*Supplied entries*:
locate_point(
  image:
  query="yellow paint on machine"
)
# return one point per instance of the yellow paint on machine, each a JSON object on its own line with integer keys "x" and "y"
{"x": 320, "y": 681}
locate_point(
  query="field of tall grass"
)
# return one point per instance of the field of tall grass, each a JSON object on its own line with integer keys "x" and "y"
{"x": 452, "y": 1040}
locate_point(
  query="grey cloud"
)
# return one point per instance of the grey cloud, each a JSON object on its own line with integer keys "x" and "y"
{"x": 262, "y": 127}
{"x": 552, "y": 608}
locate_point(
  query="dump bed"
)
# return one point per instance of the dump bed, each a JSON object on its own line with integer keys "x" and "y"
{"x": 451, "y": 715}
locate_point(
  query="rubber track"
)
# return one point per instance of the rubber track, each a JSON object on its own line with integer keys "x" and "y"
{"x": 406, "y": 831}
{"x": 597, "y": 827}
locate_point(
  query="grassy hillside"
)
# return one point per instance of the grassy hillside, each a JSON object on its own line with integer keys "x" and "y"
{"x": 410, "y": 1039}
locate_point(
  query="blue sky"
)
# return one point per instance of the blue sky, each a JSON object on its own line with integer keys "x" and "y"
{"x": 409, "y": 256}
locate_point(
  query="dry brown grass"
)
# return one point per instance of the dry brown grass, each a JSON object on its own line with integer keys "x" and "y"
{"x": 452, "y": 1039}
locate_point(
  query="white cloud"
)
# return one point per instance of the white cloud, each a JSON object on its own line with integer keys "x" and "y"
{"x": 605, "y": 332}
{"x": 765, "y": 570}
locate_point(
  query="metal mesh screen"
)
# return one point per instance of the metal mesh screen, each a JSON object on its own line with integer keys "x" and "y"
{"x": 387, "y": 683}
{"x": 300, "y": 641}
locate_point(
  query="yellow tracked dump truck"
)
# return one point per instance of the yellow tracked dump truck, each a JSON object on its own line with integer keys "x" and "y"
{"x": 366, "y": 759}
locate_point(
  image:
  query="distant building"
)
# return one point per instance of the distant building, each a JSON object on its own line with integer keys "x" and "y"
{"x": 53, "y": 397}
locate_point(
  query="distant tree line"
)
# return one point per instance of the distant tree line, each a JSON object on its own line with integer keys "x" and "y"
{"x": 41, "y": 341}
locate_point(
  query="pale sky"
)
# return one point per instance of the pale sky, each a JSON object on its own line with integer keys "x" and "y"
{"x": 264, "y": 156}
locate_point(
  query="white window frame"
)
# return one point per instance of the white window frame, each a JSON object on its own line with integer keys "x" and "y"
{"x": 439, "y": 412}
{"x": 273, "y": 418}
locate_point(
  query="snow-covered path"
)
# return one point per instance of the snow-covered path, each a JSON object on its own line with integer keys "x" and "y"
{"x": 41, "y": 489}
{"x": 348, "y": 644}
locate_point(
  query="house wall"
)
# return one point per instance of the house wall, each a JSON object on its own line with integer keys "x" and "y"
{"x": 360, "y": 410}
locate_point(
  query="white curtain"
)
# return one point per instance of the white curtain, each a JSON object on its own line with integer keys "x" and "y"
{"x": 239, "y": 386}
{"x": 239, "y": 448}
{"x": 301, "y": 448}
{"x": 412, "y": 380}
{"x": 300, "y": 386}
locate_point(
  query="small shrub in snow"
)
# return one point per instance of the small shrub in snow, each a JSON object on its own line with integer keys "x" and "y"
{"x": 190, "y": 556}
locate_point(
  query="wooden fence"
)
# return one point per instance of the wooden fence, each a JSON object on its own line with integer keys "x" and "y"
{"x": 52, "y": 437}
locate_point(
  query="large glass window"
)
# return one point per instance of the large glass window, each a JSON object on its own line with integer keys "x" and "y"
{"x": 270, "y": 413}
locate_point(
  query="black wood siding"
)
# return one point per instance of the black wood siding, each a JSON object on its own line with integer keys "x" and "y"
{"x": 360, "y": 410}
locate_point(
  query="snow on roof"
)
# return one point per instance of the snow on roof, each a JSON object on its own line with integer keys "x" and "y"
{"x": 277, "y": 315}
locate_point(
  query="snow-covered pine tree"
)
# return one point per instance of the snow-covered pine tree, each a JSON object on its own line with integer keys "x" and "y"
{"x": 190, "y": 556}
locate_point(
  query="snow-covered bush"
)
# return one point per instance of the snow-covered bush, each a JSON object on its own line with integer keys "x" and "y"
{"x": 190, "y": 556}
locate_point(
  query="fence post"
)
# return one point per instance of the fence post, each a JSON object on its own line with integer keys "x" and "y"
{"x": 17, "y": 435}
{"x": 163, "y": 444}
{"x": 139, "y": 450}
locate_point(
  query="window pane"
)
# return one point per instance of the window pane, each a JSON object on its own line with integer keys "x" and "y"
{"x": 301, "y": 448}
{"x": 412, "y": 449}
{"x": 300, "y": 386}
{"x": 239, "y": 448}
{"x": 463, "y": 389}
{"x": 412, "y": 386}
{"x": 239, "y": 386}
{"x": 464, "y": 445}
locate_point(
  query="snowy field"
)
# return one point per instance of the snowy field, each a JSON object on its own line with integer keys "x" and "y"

*Aim of the exercise*:
Print the material verbatim, all of it.

*Exercise solution*:
locate_point(
  image:
  query="yellow paint on machine"
)
# return one point per instance of the yellow paint on machine, each a JSON object on its own line with integer keys "x" and "y"
{"x": 320, "y": 681}
locate_point(
  query="field of tall grass"
)
# return one point per instance of the field of tall grass, each a JSON object on its own line with integer keys "x" and "y"
{"x": 452, "y": 1040}
locate_point(
  query="grey cloud"
)
# return one point per instance of the grey cloud, each a JSON object on its own line with integer keys "x" and "y"
{"x": 262, "y": 127}
{"x": 552, "y": 608}
locate_point(
  query="dump bed"
)
# return one point per instance of the dump bed, each a JSON object on its own line with integer keys "x" and "y"
{"x": 451, "y": 715}
locate_point(
  query="rubber track"
)
# return one point per instance of the rubber track, each a JSON object on its own line with integer keys "x" and "y"
{"x": 406, "y": 831}
{"x": 597, "y": 827}
locate_point(
  query="grassy hillside"
)
# return one point per instance of the grassy hillside, each a JSON object on its own line with integer keys "x" and "y"
{"x": 410, "y": 1039}
locate_point(
  query="blue sky"
)
# return one point per instance of the blue sky, each a JSON object on its own line with integer keys "x" and "y"
{"x": 409, "y": 256}
locate_point(
  query="dry brown grass"
)
# return one point per instance of the dry brown grass, each a JSON object on its own line with integer keys "x" and "y"
{"x": 452, "y": 1039}
locate_point(
  query="white cloud"
)
# return one point per instance of the white cloud, each a JSON object on its own line with integer keys "x" and "y"
{"x": 605, "y": 332}
{"x": 765, "y": 570}
locate_point(
  query="metal mesh screen"
)
# return one point per instance of the metal mesh screen, each a JSON object on its own line with integer keys "x" and "y"
{"x": 387, "y": 683}
{"x": 300, "y": 641}
locate_point(
  query="yellow tracked dump truck"
)
# return one point per instance of the yellow tracked dump truck, each a JSON object on its own line with integer keys "x" and "y"
{"x": 366, "y": 759}
locate_point(
  image:
  query="distant building"
)
# return one point per instance of the distant building, each a JSON object on its own line with integer keys "x" and "y"
{"x": 53, "y": 397}
locate_point(
  query="distant tree line"
)
# return one point per instance of the distant tree line, each a JSON object on its own line with integer keys "x" and "y"
{"x": 41, "y": 341}
locate_point(
  query="pale sky"
)
# return one point per instance of the pale sky, each a JSON object on its own line with integer keys "x" and "y"
{"x": 264, "y": 156}
locate_point(
  query="white window frame"
)
# return one point per instance of the white window frame, each a JSON object on its own line with integer keys "x" and "y"
{"x": 439, "y": 412}
{"x": 273, "y": 418}
locate_point(
  query="snow-covered path"
)
# return one point per instance of the snow-covered path, each a JSON object on its own line with integer keys "x" and "y"
{"x": 41, "y": 489}
{"x": 348, "y": 644}
locate_point(
  query="house wall"
)
# return one point per instance of the house wall, each a JSON object on its own line with integer keys "x" and "y"
{"x": 360, "y": 410}
locate_point(
  query="white curtain"
)
# return one point per instance of the white curtain, each a JSON object on its own line with integer keys "x" and "y"
{"x": 239, "y": 386}
{"x": 239, "y": 448}
{"x": 301, "y": 448}
{"x": 412, "y": 380}
{"x": 300, "y": 386}
locate_point(
  query="small shrub in snow"
)
# return one point per instance of the small shrub in snow, each a JSON object on its own line with integer keys "x" and "y"
{"x": 190, "y": 556}
locate_point(
  query="wooden fence"
)
# return one point per instance of the wooden fence, each a JSON object on its own line with integer keys "x" and "y"
{"x": 52, "y": 437}
locate_point(
  query="large glass window"
)
# return one point per instance of the large glass window, each a JSON object on its own line with integer keys "x" and "y"
{"x": 270, "y": 413}
locate_point(
  query="black wood siding"
)
# return one point per instance of the black wood siding, each a JSON object on its own line with integer keys "x" and "y"
{"x": 360, "y": 410}
locate_point(
  query="snow on roof"
)
# return one point per instance of the snow on roof, each a JSON object on its own line with integer keys "x" and "y"
{"x": 277, "y": 315}
locate_point(
  query="snow-covered pine tree"
)
# return one point per instance of the snow-covered pine tree, each a JSON object on its own line with integer keys "x" and "y"
{"x": 190, "y": 556}
locate_point(
  query="snow-covered bush"
)
# return one point per instance of the snow-covered bush, each a JSON object on its own line with integer keys "x" and "y"
{"x": 190, "y": 556}
locate_point(
  query="fence post"
)
# return one point per instance of the fence post, each a JSON object on its own line with integer keys "x" and "y"
{"x": 17, "y": 435}
{"x": 163, "y": 444}
{"x": 139, "y": 450}
locate_point(
  query="window pane"
)
# return one point per instance of the window pane, each a JSON object on its own line with integer keys "x" and "y"
{"x": 301, "y": 448}
{"x": 412, "y": 449}
{"x": 300, "y": 386}
{"x": 239, "y": 448}
{"x": 463, "y": 389}
{"x": 412, "y": 386}
{"x": 239, "y": 386}
{"x": 464, "y": 445}
locate_point(
  query="snowy field"
)
# return one point per instance of the snowy field, each a JSON object on its own line with integer keys "x" and "y"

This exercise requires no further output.